Set exercise: Copy word for word the stretch of rows below, from the line containing "drop a point: the blue jeans" through the last line of the rows, with both ends included.

Given data:
# # # # # # #
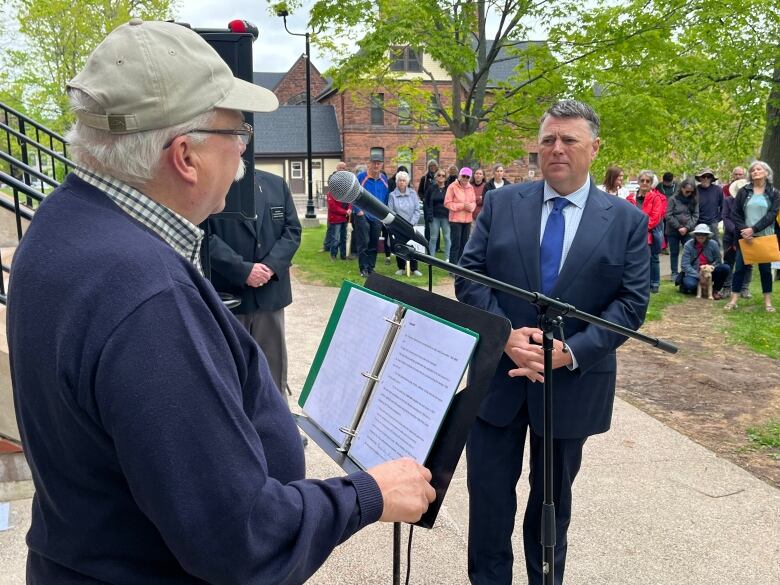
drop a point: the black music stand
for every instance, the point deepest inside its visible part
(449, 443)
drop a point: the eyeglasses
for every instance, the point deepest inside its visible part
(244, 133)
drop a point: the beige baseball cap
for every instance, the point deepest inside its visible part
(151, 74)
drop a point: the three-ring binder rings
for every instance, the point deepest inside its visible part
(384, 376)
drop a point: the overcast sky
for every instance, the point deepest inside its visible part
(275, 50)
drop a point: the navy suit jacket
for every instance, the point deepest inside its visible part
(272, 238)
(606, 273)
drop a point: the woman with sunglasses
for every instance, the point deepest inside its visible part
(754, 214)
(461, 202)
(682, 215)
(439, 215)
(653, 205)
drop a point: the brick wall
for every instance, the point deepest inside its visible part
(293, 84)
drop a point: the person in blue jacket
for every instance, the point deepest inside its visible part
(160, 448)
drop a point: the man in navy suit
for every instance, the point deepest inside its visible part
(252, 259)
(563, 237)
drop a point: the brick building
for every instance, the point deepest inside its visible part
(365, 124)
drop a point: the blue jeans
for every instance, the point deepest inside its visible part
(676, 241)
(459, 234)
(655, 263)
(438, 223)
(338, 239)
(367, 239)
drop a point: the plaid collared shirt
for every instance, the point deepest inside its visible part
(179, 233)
# # # # # # #
Right answer:
drop a point: the blue jeans
for every instance, the point deepest inside its visible part
(676, 241)
(459, 234)
(655, 263)
(438, 223)
(338, 239)
(367, 239)
drop a point: the plaid collared shirt
for every instance, the point deepest inside its visible part
(179, 233)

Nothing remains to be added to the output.